Exercises ->
1 > Using the earthquake report, decide whether each statement agrees with it. For each, answer yes or no and quote the words that decide it. (a) Central government officials' first estimate put the number of dead at 40,000 to 45,000. (b) The Armenian news agency Armenpress estimated that the death toll could be as high as 100,000. (c) Soviet television showed caskets piled five high awaiting burial in Leninakan.
2 > According to the earthquake report, why did Valentin M. Nikiforov call the death toll a very preliminary figure? Answer in one to three sentences.
3 > In the earthquake report, where is the headquarters of the Armenian Apostolic Church?

Source text Block Start

Gorbachev approached a French rescue volunteer and thanked him “for your desire to help our people in this hour of calamity.”
The first incomplete estimate of casualties by central government officials put the number of dead in the earthquake at 40,000 to 45,000. Nearly 7,000 people have been hospitalized, and more than half a million are homeless.
But Valentin M. Nikiforov, a deputy foreign minister, told reporters here Saturday that the death toll was a very preliminary figure based on the bodies recovered so far and that the government is still trying to gather accurate figures on the casualties.
‘Every Hour Counts’
“For the moment, however, search-and-rescue efforts have the priority,” Nikiforov added. “For them, every hour counts.”
Officials at the Armenian news agency Armenpress, reporting that entire classrooms of schoolchildren had been crushed to death Wednesday during their morning lessons and that whole neighborhoods had been leveled, had estimated that the death toll could be as high as 100,000.
On Saturday, priests at the headquarters of the Armenian Apostolic Church in Echmiadzin near Yerevan, assessing reports from parishes in the region, also said that they expect the toll to reach 100,000.
“We have some churches where 90% of the people are dead or missing without a trace,” one priest said by telephone. “There are others where they are now burying 300, 400 and even 500 people. The loss of life has been huge.”
In an image that summed up the scope of the tragedy even more poignantly than the photos of the vast physical damage, Soviet television Saturday evening showed hundreds of caskets, piled 10 high, awaiting burial in Leninakan. In an outlying village, bodies wrapped only in blankets were being carried to the local cemetery.

Source text Block End
Given data Block Start

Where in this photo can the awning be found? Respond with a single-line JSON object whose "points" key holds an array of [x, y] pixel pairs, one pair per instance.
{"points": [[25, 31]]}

Given data Block End

Solutions per task ->
1 >
(a) Yes: "put the number of dead in the earthquake at 40,000 to 45,000."
(b) Yes: "had estimated that the death toll could be as high as 100,000."
(c) No: "hundreds of caskets, piled 10 high, awaiting burial in Leninakan."

2 > Nikiforov called the toll very preliminary because it was based only on the bodies recovered so far. The government was still trying to gather accurate figures on the casualties.

3 > In Echmiadzin, near Yerevan.